Dataset:
--------------------------------
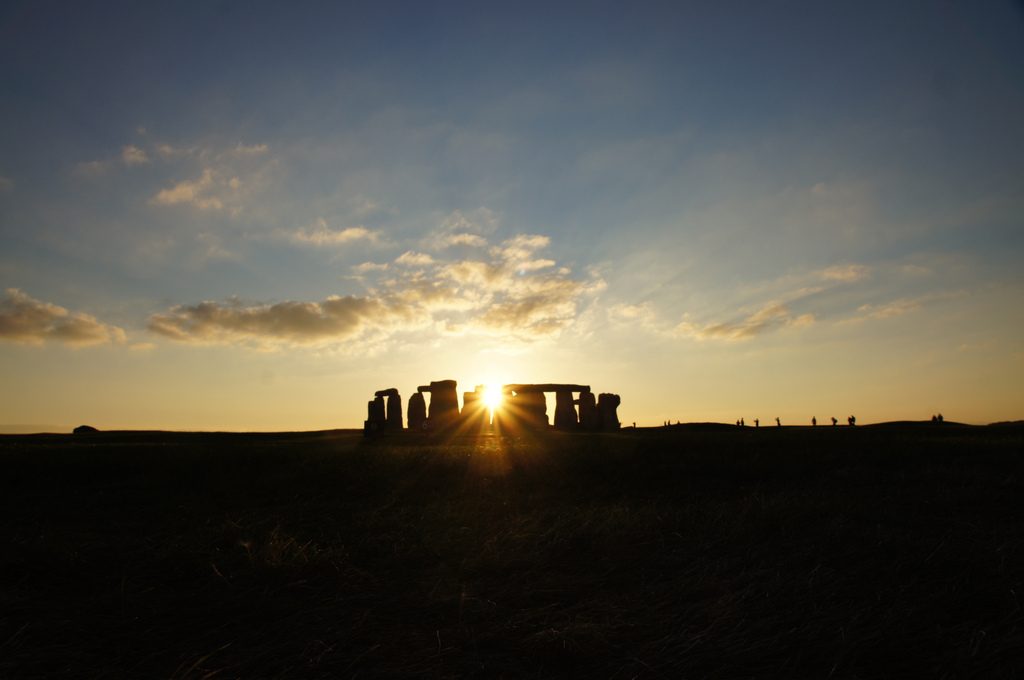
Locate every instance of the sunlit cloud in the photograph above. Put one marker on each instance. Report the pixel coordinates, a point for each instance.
(366, 267)
(495, 297)
(131, 155)
(845, 272)
(884, 310)
(334, 320)
(251, 150)
(212, 248)
(453, 240)
(769, 317)
(198, 193)
(413, 259)
(26, 320)
(465, 228)
(322, 235)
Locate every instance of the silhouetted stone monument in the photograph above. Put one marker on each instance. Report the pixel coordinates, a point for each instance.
(443, 410)
(607, 410)
(392, 408)
(588, 411)
(376, 418)
(525, 407)
(475, 415)
(417, 412)
(565, 416)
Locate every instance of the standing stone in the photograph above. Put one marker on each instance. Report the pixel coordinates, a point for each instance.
(393, 408)
(443, 402)
(417, 412)
(474, 411)
(588, 412)
(376, 420)
(607, 406)
(532, 409)
(565, 416)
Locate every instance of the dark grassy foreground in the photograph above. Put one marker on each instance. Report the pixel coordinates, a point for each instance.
(693, 552)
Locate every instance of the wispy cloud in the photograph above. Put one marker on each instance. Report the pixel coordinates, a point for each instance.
(131, 155)
(199, 193)
(335, 320)
(497, 297)
(769, 317)
(26, 320)
(463, 228)
(414, 259)
(322, 235)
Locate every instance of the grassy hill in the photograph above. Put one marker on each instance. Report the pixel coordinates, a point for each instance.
(887, 551)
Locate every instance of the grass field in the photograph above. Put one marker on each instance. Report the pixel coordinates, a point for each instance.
(696, 551)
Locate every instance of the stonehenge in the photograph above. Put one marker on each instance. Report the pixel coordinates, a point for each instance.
(417, 412)
(383, 415)
(475, 414)
(443, 410)
(523, 408)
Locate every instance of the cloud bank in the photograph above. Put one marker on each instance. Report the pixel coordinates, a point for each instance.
(512, 294)
(26, 320)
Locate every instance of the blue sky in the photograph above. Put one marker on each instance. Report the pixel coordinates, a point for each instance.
(714, 209)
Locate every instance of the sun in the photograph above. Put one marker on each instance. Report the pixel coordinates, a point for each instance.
(493, 396)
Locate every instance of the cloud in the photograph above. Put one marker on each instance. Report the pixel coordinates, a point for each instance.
(292, 323)
(846, 273)
(884, 310)
(91, 168)
(462, 228)
(133, 156)
(223, 178)
(452, 240)
(366, 267)
(198, 193)
(26, 320)
(771, 316)
(495, 297)
(413, 259)
(252, 150)
(322, 235)
(213, 248)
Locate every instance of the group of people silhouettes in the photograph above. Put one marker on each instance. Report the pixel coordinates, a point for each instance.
(851, 420)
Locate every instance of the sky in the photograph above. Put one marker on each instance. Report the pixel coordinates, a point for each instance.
(251, 216)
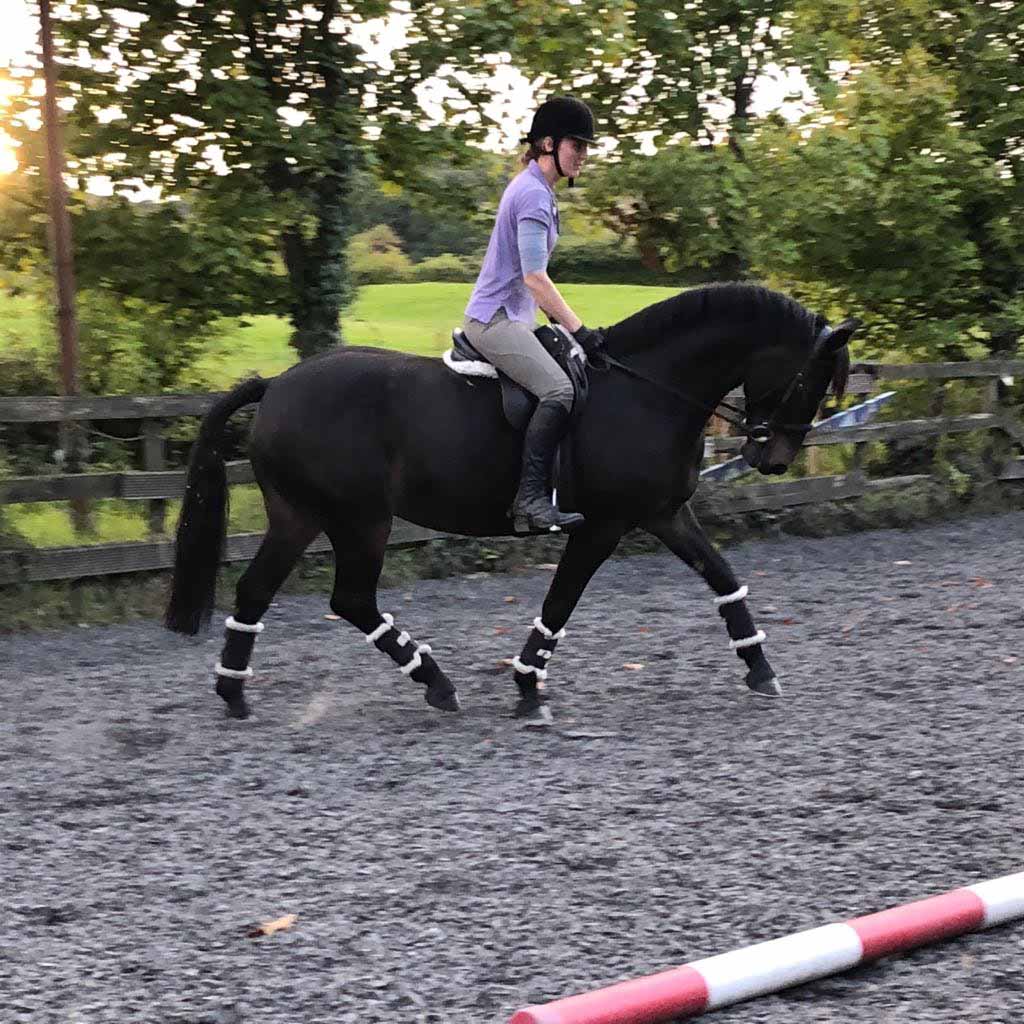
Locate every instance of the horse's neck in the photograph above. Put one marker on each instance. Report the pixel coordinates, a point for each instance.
(706, 365)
--------------------------------
Exercise description: Copy the lines above word for word, starting at the line that contains "Locate every instance of the blue" and ending at the last line of the records. Leave out the pictures.

Correct answer:
Locate every instance of the blue sky in the photograph above. Put one marker on each instance. Report the pixel coordinates, a point for each instance.
(714, 209)
Locate every instance of the sun in the photograph above. Put one marker on each instance. Report the pixel coordinates, a point for each instance.
(493, 396)
Locate every instance of the cloud in the photograph above. Put one marker on each instance. Report the pixel coordinates, a point for each instance.
(292, 323)
(846, 273)
(884, 310)
(91, 168)
(462, 228)
(133, 156)
(223, 178)
(452, 240)
(366, 267)
(198, 193)
(26, 320)
(771, 316)
(495, 297)
(413, 259)
(252, 150)
(322, 235)
(213, 248)
Locate every instance of the group of people silhouettes in the photograph above. Put one marker on each instance. Report the pixel coordinates, a point for each instance.
(851, 420)
Locate every instance of the sky in the photograph above. Put one marker on each instance. Report the pixel coordinates, a point for each instance.
(251, 216)
Locate every instance of the horse's neck in the photograph above. Put one marker on each instance. Report the pixel coordinates, a point for each instance.
(706, 365)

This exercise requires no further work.